Given instruction A. Restate the passage on partitioned REINDEX starting at "Isolation tests are" and ending at "partitions.", swapping "Isolation tests" for "Regression tests".

Passage provided.
———
Waiting for PostgreSQL 14 – Add support for partitioned tables and indexes in REINDEX

On 8th of September 2020, Michael Paquier committed patch:

Add support for partitioned tables and indexes in REINDEX
 
Until now, REINDEX was not able to work with partitioned tables and
indexes, forcing users to reindex partitions one by one.  This extends
REINDEX INDEX and REINDEX TABLE so as they can accept a partitioned
index and table in input, respectively, to reindex all the partitions
assigned to them with physical storage (foreign tables, partitioned
tables and indexes are then discarded).
 
This shares some logic with schema and database REINDEX as each
partition gets processed in its own transaction after building a list of
relations to work on.  This choice has the advantage to minimize the
number of invalid indexes to one partition with REINDEX CONCURRENTLY in
the event a cancellation or failure in-flight, as the only indexes
handled at once in a single REINDEX CONCURRENTLY loop are the ones from
the partition being working on.
 
Isolation tests are added to emulate some cases I bumped into while
developing this feature, particularly with the concurrent drop of a
leaf partition reindexed.  However, this is rather limited as LOCK would
cause REINDEX to block in the first transaction building the list of
partitions.
———
Given instruction B. Count the lines of the records below that contain the string "water", and give only that number.

Data section.
———
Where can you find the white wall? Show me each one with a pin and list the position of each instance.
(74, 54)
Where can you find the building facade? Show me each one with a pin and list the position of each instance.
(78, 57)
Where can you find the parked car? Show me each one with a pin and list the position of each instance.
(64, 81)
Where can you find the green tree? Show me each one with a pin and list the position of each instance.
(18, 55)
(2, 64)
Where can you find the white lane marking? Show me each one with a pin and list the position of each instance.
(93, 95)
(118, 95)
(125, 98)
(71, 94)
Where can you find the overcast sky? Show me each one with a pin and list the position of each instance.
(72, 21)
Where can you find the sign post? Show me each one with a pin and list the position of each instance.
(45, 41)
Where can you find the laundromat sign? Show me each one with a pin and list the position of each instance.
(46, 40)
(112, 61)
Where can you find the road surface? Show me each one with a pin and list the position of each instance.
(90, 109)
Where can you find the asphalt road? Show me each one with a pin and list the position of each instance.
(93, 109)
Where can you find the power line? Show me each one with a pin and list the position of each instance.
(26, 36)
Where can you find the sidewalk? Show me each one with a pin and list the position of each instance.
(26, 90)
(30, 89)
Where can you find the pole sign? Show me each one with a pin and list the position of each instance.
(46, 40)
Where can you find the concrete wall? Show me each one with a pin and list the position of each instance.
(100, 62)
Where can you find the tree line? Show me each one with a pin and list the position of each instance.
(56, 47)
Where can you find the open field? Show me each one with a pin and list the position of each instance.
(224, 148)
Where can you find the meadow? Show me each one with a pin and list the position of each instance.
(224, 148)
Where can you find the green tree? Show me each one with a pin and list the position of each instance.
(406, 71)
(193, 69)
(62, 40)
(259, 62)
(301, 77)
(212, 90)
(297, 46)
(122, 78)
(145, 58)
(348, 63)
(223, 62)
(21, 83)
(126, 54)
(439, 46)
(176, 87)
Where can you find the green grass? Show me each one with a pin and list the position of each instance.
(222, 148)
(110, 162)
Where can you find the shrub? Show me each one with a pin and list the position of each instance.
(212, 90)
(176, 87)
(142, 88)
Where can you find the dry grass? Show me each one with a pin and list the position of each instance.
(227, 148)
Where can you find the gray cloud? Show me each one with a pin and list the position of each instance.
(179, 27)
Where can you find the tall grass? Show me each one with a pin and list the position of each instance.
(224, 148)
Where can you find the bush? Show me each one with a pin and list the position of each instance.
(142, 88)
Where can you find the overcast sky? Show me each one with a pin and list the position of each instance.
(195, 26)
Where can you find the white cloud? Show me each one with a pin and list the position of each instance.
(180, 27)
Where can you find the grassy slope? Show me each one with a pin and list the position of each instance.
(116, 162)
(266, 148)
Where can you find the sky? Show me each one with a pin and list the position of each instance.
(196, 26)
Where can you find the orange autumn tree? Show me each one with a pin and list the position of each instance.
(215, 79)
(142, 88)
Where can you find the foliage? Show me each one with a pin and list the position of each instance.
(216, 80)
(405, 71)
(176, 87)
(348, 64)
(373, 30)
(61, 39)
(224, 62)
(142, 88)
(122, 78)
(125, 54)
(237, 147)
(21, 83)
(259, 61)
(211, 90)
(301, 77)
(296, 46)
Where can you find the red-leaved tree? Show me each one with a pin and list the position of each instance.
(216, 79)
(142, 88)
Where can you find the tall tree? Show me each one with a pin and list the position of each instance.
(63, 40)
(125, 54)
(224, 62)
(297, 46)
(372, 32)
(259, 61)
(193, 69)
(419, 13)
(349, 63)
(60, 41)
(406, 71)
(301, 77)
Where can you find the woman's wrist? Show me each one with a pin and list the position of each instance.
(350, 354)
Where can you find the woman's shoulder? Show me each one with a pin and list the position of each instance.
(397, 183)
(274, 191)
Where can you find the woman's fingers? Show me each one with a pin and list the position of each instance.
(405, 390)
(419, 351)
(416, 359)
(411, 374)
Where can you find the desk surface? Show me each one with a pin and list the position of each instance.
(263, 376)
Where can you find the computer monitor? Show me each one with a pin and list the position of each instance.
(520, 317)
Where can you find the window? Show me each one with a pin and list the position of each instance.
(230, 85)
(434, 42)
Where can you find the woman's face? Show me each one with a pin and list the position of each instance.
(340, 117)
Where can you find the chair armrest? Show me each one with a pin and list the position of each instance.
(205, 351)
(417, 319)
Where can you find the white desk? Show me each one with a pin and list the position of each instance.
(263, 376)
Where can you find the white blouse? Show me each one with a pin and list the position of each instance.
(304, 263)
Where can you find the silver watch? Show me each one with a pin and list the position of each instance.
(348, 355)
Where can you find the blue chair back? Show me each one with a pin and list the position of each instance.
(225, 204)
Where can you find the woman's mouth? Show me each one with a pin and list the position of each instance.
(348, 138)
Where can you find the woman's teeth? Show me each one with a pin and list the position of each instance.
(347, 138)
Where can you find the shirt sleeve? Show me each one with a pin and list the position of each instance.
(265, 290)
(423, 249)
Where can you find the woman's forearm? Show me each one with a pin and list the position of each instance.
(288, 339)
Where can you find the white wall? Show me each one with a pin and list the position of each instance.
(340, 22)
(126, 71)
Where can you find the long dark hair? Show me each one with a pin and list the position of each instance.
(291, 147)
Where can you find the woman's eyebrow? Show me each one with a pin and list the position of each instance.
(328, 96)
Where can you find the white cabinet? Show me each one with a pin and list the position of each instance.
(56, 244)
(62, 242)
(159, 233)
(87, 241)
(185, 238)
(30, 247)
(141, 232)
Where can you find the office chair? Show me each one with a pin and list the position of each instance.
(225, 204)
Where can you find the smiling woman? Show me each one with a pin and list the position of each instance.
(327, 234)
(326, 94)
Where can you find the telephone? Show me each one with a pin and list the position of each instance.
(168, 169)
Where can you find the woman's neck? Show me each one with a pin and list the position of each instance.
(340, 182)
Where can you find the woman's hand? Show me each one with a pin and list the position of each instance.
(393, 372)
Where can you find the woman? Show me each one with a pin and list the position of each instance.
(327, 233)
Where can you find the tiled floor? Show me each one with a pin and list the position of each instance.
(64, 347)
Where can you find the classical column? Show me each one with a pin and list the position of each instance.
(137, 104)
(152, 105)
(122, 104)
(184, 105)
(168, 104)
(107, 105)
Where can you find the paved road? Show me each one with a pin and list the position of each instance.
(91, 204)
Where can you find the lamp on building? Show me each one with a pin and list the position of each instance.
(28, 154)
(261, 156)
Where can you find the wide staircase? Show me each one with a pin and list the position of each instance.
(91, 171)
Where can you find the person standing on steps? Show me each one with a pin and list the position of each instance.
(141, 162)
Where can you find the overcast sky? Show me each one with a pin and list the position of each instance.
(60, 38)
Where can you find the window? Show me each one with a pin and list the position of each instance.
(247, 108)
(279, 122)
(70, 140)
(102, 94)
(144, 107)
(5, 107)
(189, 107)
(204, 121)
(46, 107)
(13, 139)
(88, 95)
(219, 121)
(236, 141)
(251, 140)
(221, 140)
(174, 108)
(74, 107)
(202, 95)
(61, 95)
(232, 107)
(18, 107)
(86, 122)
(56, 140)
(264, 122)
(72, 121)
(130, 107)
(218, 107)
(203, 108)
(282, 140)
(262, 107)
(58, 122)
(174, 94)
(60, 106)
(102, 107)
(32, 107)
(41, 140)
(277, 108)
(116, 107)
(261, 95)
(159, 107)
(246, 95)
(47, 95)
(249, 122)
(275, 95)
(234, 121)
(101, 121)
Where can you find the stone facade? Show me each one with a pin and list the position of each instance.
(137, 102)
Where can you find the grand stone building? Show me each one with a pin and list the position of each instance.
———
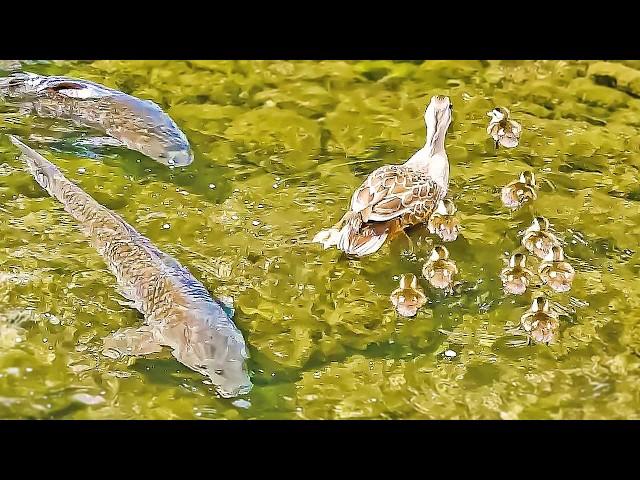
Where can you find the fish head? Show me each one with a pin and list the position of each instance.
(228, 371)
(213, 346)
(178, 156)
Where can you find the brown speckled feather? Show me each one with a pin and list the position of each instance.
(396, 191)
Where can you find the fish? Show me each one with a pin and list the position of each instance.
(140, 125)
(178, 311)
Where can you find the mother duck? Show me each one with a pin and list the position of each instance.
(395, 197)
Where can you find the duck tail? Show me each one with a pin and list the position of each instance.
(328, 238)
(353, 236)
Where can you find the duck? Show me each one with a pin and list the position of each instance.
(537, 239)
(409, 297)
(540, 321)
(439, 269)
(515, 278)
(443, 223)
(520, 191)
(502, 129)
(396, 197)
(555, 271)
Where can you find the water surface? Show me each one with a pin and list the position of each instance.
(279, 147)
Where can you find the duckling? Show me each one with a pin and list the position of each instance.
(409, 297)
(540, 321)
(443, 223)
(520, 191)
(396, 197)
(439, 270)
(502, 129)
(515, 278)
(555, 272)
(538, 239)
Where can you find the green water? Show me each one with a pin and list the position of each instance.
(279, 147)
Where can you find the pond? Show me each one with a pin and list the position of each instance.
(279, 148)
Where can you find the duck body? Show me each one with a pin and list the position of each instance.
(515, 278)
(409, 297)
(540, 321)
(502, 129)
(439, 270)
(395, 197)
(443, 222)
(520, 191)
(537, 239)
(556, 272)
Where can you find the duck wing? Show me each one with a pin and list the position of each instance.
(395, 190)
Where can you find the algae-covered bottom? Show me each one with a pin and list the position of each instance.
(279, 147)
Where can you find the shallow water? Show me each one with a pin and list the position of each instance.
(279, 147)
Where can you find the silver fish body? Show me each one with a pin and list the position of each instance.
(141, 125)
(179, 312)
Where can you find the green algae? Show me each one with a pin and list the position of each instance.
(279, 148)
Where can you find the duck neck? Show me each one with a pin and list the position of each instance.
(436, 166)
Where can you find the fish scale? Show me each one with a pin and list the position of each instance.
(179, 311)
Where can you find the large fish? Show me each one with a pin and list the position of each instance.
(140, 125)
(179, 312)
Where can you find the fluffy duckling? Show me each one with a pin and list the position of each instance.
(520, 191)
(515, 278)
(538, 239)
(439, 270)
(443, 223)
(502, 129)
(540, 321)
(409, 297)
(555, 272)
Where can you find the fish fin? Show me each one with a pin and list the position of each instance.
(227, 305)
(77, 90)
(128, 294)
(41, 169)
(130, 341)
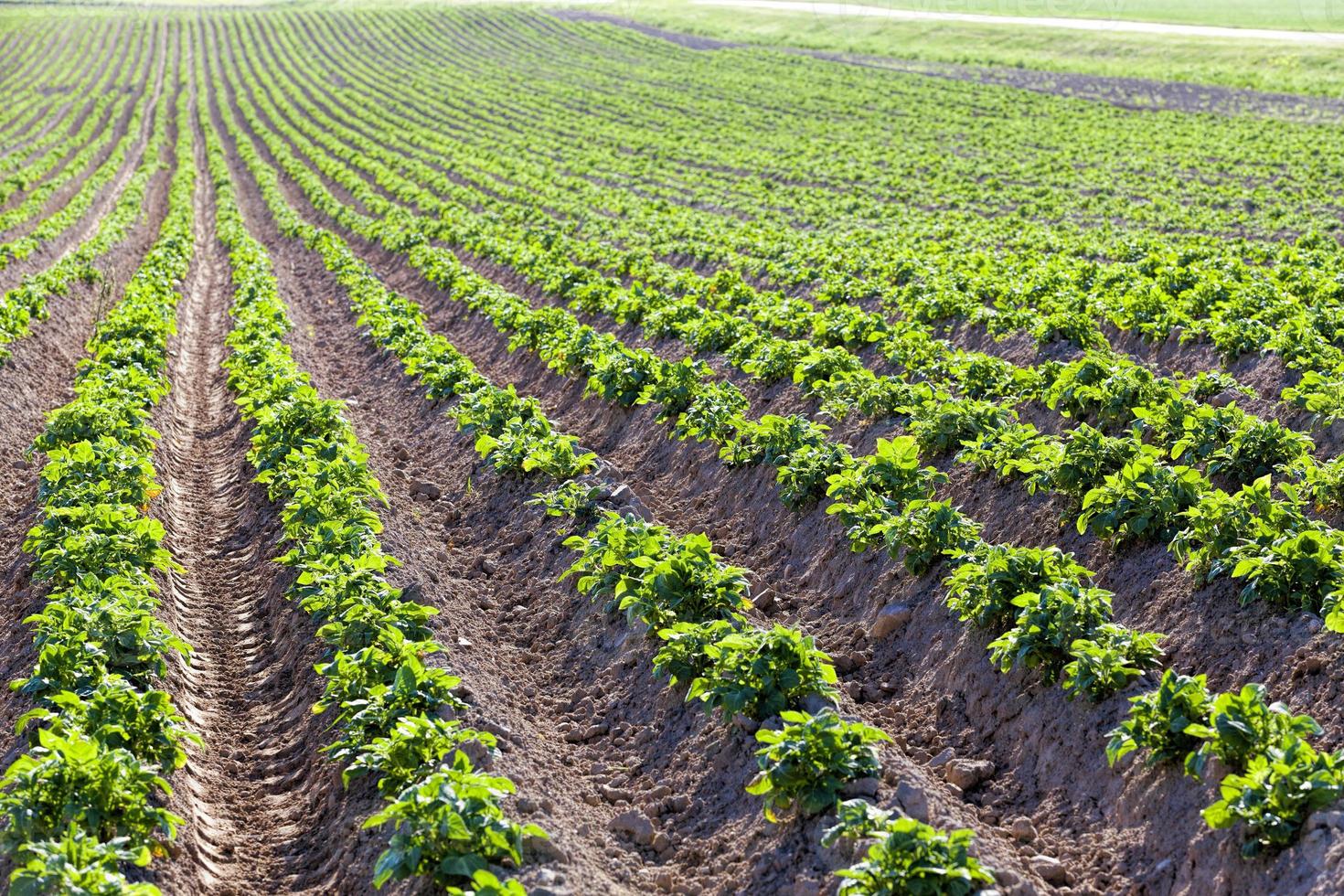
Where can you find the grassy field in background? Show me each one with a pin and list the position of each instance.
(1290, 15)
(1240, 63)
———
Expected answer A.
Regression tests are added to emulate some cases I bumped into while
developing this feature, particularly with the concurrent drop of a
leaf partition reindexed.  However, this is rather limited as LOCK would
cause REINDEX to block in the first transaction building the list of
partitions.

Expected answer B. 3